__Task inputs__.

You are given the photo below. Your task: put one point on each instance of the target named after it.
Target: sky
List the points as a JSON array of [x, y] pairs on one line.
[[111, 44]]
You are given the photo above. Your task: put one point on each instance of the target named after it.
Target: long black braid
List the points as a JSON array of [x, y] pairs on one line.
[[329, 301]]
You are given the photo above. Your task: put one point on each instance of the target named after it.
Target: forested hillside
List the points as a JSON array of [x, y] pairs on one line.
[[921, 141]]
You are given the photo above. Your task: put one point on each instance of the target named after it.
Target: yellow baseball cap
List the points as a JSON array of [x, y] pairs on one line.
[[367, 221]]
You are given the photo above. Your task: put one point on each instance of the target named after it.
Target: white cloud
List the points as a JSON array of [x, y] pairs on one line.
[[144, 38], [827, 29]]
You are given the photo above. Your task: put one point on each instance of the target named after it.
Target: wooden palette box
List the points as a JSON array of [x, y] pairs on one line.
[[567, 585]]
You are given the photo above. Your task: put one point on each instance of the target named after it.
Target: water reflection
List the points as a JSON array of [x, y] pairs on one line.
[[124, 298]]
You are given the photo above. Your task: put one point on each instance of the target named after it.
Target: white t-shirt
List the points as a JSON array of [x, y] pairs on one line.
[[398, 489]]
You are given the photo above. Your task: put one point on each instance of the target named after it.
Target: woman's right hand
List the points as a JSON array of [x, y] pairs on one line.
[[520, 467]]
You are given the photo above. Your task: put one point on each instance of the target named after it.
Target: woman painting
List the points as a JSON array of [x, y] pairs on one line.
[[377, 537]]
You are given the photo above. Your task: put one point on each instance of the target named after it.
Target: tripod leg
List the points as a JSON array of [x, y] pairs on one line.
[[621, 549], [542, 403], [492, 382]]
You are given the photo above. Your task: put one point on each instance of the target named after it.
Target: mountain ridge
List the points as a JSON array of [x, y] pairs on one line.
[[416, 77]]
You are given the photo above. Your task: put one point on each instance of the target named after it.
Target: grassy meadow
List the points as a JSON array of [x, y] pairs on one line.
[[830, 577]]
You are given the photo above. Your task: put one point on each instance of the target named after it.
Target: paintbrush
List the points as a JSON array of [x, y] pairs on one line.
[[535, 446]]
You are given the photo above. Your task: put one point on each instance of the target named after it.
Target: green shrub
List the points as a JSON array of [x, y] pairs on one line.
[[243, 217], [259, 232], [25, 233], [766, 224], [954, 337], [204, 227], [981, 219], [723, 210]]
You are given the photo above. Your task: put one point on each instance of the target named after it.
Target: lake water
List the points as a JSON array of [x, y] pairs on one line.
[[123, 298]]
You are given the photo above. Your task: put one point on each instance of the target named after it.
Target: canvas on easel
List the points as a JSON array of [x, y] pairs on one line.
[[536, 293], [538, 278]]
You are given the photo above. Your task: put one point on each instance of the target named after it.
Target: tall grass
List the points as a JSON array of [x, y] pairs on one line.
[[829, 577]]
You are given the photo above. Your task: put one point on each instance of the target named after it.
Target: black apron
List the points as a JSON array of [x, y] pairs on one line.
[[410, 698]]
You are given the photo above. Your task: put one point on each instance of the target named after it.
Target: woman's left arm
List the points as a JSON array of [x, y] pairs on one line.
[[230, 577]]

__What the task asks__. All the lines above should come back exactly as written.

__The answer__.
You are given the photo below. Your task: put one point on each instance of the target named after it.
Target: sky
List the points as a JSON array of [x, y] pairs on one line.
[[111, 44]]
You are given the photo above. Your task: put one point on each instance of the target named after it.
Target: long black braid
List the points as a JSON array of [x, y] pairs on one line.
[[329, 301]]
You are given the photo above. Your task: put one point on each instance of the target named after it.
Target: forested hillside
List the points as a JSON array of [x, y] pairs on one line.
[[921, 141]]
You are given the photo above. Your task: put one point on each instance of the target named after it.
Target: yellow baseball cap
List the points as a JSON array of [x, y] pairs on one line.
[[367, 221]]
You are given the photo above. Your task: put one point on each instance of the target named after it.
Target: white cloud
List the points as a JSON array of [x, y] pairs on one line.
[[144, 38], [827, 29]]
You are given the photo above. Your task: put one point on each instance of the target named after it.
Target: wooden palette box
List the points as a JSON array of [x, y] pairs on one line.
[[567, 585]]
You are given the photo above. Your task: put one point on each instance of the target named after it.
Target: water reflection
List the points as a JSON array of [x, y] pairs on one line.
[[124, 298]]
You are given the photo above. Your task: put one point on each instance of the target named after it.
Target: white t-shirt
List the points as a JSON array of [x, y] pairs on one line.
[[398, 489]]
You are given the photo above. Your task: put one point on each instance of the target named after it.
Target: woman's right hand
List the points as a JSON array of [x, y] pairs on one line.
[[520, 467]]
You are given the photo above. Your task: put one point on each instance of the target named after it.
Target: woman painting
List the points as a JSON array of [x, y] pairs on one line.
[[377, 537]]
You are given the photo above. Your task: put one point on each instance of the target named after it.
Target: tripod leg
List the points as a JSON array of [x, y] pairs on one line.
[[621, 549], [542, 403], [492, 382]]
You are given the photo above. Your task: put one point on each instance of the target named after it.
Target: mountain ridge
List the points as a JSON array of [x, y] pairs on one line.
[[416, 77]]
You are given the photo above. Your task: put one point on each instance of the target named after it.
Target: grassy meadow
List the points as a JSON array of [x, y] pairs on one line.
[[830, 577]]
You are given the photo above. Your task: put one point on each instance of the target named after it.
Target: paintbrush
List the points as a JSON array of [x, y] pairs on one line.
[[535, 446]]
You are given the photo above. Your task: put one point on each instance of the target named after it.
Target: green shrub
List the points as a JSON array of [x, y] pairs on one line.
[[243, 217], [259, 232], [25, 233], [766, 224], [954, 337], [204, 227], [981, 219], [723, 210]]
You are given the photo above. Your task: put one point on each instance of the target named after it.
Target: lake water
List the points as a JSON array of [x, y] pairs on one line.
[[123, 298]]
You are given the photo above. Your task: put one point on each instance of the target named after it.
Target: canvas on easel
List the points as a JSON array of [x, y] pairs on one line.
[[536, 293], [538, 278]]
You are given the photo above. Your task: put one point on each instance of the target named after it.
Target: tall grass
List the points as a JSON array of [x, y] pairs on one line.
[[829, 577]]
You are given the photo above. Your task: put one point on each instance of the target named after it.
Target: black apron
List the points as a JSON array of [x, y] pairs on one line.
[[410, 698]]
You are given the photo above. Your task: put one point on each instance of the target named after it.
Target: woman's left arm
List the points as a JSON array of [x, y] pairs on one line.
[[230, 577]]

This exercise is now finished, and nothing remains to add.